*Supplied records:*
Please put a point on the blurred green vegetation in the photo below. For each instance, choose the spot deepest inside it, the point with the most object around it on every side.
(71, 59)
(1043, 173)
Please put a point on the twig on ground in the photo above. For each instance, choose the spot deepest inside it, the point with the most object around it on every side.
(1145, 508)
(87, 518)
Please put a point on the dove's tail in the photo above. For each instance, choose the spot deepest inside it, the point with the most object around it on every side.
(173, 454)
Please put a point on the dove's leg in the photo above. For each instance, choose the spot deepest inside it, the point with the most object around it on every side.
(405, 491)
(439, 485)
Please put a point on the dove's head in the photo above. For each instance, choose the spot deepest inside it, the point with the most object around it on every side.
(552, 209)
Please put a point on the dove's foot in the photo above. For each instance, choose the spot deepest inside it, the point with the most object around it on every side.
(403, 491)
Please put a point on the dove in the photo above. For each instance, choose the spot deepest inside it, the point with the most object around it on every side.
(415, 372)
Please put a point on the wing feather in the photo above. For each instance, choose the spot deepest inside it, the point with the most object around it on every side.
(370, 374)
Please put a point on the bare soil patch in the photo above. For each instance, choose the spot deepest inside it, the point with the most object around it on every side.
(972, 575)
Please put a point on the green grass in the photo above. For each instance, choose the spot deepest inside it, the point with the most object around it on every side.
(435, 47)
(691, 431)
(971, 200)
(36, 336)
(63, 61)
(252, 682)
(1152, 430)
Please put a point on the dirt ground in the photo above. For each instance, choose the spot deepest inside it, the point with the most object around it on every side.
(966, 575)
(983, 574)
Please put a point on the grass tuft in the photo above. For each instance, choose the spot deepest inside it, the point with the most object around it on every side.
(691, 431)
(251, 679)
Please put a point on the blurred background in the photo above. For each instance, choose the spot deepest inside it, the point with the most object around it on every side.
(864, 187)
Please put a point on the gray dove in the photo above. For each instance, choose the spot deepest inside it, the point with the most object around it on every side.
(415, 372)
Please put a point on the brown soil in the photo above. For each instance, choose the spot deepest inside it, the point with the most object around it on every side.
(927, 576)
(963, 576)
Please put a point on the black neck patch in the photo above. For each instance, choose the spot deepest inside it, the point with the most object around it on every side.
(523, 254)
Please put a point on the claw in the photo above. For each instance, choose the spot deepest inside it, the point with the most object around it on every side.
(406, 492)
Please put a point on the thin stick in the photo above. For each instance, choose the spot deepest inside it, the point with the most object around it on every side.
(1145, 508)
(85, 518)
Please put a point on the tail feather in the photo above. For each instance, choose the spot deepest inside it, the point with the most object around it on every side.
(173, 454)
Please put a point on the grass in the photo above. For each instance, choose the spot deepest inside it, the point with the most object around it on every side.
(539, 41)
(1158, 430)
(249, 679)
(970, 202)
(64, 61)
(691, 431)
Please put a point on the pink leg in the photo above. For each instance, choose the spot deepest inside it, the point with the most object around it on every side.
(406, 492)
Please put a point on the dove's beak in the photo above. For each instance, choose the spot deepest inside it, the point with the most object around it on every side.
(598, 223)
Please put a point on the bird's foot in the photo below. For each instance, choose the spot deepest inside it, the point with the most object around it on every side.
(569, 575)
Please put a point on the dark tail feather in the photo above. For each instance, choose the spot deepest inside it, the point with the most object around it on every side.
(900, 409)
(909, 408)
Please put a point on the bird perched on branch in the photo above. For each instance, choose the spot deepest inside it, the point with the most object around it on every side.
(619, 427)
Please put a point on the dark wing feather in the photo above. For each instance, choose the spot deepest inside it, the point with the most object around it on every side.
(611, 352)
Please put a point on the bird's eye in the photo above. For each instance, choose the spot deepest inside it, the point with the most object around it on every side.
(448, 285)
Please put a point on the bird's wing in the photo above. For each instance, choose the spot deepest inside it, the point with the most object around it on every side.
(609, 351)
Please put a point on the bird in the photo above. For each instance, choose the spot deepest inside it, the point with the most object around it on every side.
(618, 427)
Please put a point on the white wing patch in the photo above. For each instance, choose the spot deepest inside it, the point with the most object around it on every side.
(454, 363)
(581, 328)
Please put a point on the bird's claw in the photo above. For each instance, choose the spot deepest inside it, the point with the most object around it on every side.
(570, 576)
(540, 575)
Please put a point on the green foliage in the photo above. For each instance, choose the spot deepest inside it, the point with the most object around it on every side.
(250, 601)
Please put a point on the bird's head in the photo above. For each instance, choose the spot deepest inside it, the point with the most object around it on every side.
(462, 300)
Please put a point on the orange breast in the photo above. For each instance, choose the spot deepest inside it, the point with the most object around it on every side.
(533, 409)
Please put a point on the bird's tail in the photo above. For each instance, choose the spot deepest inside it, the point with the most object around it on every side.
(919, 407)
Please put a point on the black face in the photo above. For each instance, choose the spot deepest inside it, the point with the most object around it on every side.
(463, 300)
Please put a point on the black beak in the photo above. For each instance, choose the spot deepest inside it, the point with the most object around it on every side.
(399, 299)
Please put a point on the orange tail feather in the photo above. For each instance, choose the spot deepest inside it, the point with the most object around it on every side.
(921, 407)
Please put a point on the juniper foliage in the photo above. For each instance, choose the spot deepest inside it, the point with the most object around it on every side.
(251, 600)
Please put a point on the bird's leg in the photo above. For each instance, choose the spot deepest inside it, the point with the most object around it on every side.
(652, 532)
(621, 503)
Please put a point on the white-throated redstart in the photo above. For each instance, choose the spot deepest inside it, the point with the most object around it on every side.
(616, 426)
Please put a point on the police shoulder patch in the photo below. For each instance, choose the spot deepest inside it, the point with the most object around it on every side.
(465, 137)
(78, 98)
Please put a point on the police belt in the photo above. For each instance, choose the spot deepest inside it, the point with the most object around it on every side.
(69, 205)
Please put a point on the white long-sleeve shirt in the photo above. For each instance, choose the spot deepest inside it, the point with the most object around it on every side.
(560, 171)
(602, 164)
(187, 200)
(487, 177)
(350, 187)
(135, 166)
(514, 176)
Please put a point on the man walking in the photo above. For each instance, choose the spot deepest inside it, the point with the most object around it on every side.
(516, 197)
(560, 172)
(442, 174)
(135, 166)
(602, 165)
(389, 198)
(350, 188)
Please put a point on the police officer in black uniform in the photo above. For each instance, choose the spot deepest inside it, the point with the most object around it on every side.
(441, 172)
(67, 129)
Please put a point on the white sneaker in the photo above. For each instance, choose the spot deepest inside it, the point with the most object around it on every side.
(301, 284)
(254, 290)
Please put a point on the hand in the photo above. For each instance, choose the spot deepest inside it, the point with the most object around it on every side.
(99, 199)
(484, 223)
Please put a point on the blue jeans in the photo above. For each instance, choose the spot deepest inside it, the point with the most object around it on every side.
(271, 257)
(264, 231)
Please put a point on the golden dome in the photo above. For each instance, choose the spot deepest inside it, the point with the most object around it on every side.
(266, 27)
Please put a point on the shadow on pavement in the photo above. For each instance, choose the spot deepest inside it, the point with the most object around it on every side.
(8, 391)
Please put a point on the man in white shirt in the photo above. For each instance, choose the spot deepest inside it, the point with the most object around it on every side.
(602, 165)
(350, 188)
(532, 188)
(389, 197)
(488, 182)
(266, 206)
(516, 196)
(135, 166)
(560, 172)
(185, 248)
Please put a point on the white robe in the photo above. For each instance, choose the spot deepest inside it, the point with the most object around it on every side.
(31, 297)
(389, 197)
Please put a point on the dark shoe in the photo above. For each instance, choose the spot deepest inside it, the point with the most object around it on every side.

*Written exercise:* Restate the whole listing exactly.

*The answer:*
Please put a point on the blurred green vegetation in the photo below. For each instance, choose the spot deepest inside it, the point with the most object around it on every side.
(71, 59)
(1043, 173)
Please put a point on the twig on ground in the photo above. For each instance, choose the spot deepest inside it, the point with the most object around it on every side.
(1145, 508)
(87, 518)
Please put a point on the dove's tail in the photo above. For each instance, choose the spot deepest inside it, the point with the most object around it on every side.
(173, 454)
Please put a point on the dove's leg in the photo above. For each instance, choose the spot deepest inside it, the point with the most object around it on every side.
(405, 491)
(439, 485)
Please put a point on the dove's head in the photo above. For each instance, choose the spot deepest inside it, the point with the most object around it on every side.
(552, 209)
Please put a point on the dove's foot in the photo above. For each instance, choose the spot deepest inside it, the point with the most object around it on every side.
(403, 491)
Please put a point on the dove in the photo above. For each instance, choose the spot deepest inside it, the point with the most object around it on every side.
(415, 372)
Please put a point on the wing feather in the photo above. For each instance, choose the spot deepest inside it, the point with the most object around it on every side.
(370, 374)
Please put a point on the bare soil patch in the photo above. For each instance, choose the spot deepest inside it, the point with the most object around it on every side.
(972, 575)
Please put a point on the green grass in the photo above. For each instance, choose the spot deepest inside it, the point with the most object around it on every side.
(435, 47)
(691, 431)
(971, 200)
(36, 336)
(63, 61)
(252, 682)
(1152, 430)
Please put a point on the dirt ground in the photo above. For each instance, choose the spot deepest inside it, the point with the most object around it on every side.
(966, 575)
(983, 574)
Please put a point on the grass tuft in the photo above. For each instance, choose the spot deepest inside it, the point with the most object around it on every side.
(691, 431)
(251, 679)
Please put a point on the blurred background in the photo above. For each instance, choose the spot deepest inside it, the point with the most object around it on every side.
(864, 187)
Please put a point on the gray dove in the photo above. For each instance, choose the spot deepest inside it, the point with the most object around it on every side.
(415, 372)
Please put a point on the brown soil in the photo above. For each instance, choose the spot deepest inside it, the point with the most object around it on every side.
(927, 576)
(963, 576)
Please put a point on the black neck patch in the photo above. For each instance, choose the spot deepest inside it, the point with the most object around it on every side.
(523, 254)
Please put a point on the claw in the photo above. For each instance, choose the spot deepest inside it, the point with the most object around it on every side.
(406, 492)
Please put a point on the thin stick in the photo above. For each instance, choose the spot deepest inside it, the point with the most object around it on every side.
(1145, 508)
(85, 518)
Please put a point on the tail feather in the photo above. For each instance, choose the spot deepest inside it, the point with the most object around it on every side.
(173, 454)
Please put a point on the grass in the photo above. For each instance, choose the spot deepest inside it, the point with the most object around it on every side.
(539, 41)
(1158, 430)
(249, 679)
(970, 202)
(64, 61)
(691, 431)
Please put a point on the pink leg in the photo above. For each instance, choose the spot deepest inside it, the point with the most object around it on every side.
(406, 492)
Please put a point on the dove's beak in the photo above. For each instance, choose the spot deepest inside it, the point with the most object around it on every side.
(598, 223)
Please put a point on the bird's foot in the photo below. For each instance, choose the spot deepest inside it, the point with the most object around it on every side.
(569, 575)
Please put a point on the dark tail feather in the photo above. For each instance, choose the spot deepest inside it, the point with the most object around it on every side.
(900, 409)
(909, 408)
Please put a point on the bird perched on branch in the photo above. For each instance, choose the spot deepest inside it, the point with the most object around it on every side.
(619, 427)
Please put a point on the dark wing feather in the photo above. For each instance, choose the spot deepest inside it, the point with the most object around it on every side.
(611, 352)
Please put a point on the bird's eye in the photo above. For each instance, choose the spot deepest inside it, the point with the most object around it on every side.
(448, 285)
Please put a point on the bird's wing in the photo above. For each instance, choose the spot deepest inside it, the point with the most object around it on every side.
(609, 351)
Please put a point on the bird in the photo above. For each instance, choose the spot deepest inside it, the point with the most object around it on every side.
(618, 427)
Please put a point on the white wing patch in the photo above. For each instance, choose the spot deepest inside it, the point with the most object around it on every side.
(454, 363)
(581, 328)
Please put a point on the bird's claw in the photo above. For each instance, choose the spot deepest inside it, the point with the most object around it on every side.
(570, 576)
(540, 575)
Please put a point on the green foliage in the photo above. For each instance, choose the spot deepest inside it, the point with the most object around it on every side.
(250, 601)
Please put a point on the bird's head in the photo above. For each instance, choose the spot deepest inside it, the point with the most object around it on every side.
(462, 300)
Please put a point on the orange breast in the photo above. For each instance, choose the spot deepest inside it, the point with the most object around it on every side.
(533, 409)
Please put a point on the bird's tail in the photo above. For each instance, choose the spot deepest inside it, the point with the most object around it on every side.
(919, 407)
Please put a point on the black face in the photo above. For each instance, choose the spot deepest inside it, the point with the most object around it on every side.
(463, 300)
Please put a point on the black beak in the photo above. For each instance, choose the spot deepest inside it, the point with the most object around it on every side.
(399, 299)
Please put a point on the orange tail feather in the photo above. For each instance, choose the spot deepest inside it, the point with the most object around it on every side.
(921, 407)
Please put a point on the juniper foliage in the photo above. For each instance, choose the spot deepest inside it, the point with the most object around it on every side.
(251, 600)
Please put a point on the bird's leg in the photo above. For each instance, choose the spot deepest inside it, the point with the most object around it on every side.
(652, 532)
(621, 503)
Please put a point on the white-throated redstart in the photo above. For each instance, choose the spot deepest inside it, the point with the most object around it on every side.
(616, 426)
Please put a point on the police shoulder patch in the photo below. For each instance, choose the spot deepest inside it, the point with the most object around it on every side.
(465, 137)
(78, 98)
Please put a point on the police belt in the photo above. For each instance, choose the spot deepest inside it, the point with the most object around it on every side.
(69, 205)
Please put a point on the white long-sleeve shirt in the photo above. For each instance, choose the spot deepest inside it, the point with the most object around it on every side.
(560, 171)
(602, 164)
(187, 200)
(487, 177)
(350, 187)
(135, 166)
(514, 176)
Please put a point on the man walking in the photo above. For each instance, choose the spot deepest inside it, the point with the most object around it on every side.
(516, 197)
(560, 172)
(442, 174)
(135, 166)
(602, 165)
(389, 198)
(350, 188)
Please put a point on the police officer in black uniform in the photo above. For each instance, choose the spot deepest inside it, the point with the most object around it on every side.
(441, 172)
(67, 129)
Please put a point on the white sneaker in the photo above. For each instance, choose the spot deepest inside it, the point with the most object around it on every side.
(301, 284)
(254, 290)
Please put a point on the hand in the photo above. For each instance, choose the spot deepest inside it, the point with the most object around it on every side.
(99, 199)
(484, 223)
Please put a point on the blue jeans in the photo above. For each instance, choose the spot deepest inside it, the point with the most object around it on every side.
(271, 257)
(264, 231)
Please put a point on the golden dome in the photo above. For each instance, choose the spot deepest inside it, the point with the most object around it on every side.
(266, 27)
Please put a point on the shadow on pavement in the photo above. For each instance, choose the spot deepest inside it, the point with the most object around it on every side.
(8, 391)
Please put a point on the man in white shirt in the photo above. For each instance, choose the spot deepest inside it, the point with the most object around it on every side.
(602, 165)
(350, 188)
(532, 188)
(389, 197)
(488, 182)
(266, 206)
(516, 196)
(135, 166)
(560, 172)
(185, 248)
Please put a point on the white robe in the photo above. For each instance, choose the spot deepest inside it, the point with the most object around it on every side.
(31, 297)
(389, 197)
Please put a point on the dark shoe in the photo above. For each instance, choose the spot deepest inside it, the point with the most object around it on every side.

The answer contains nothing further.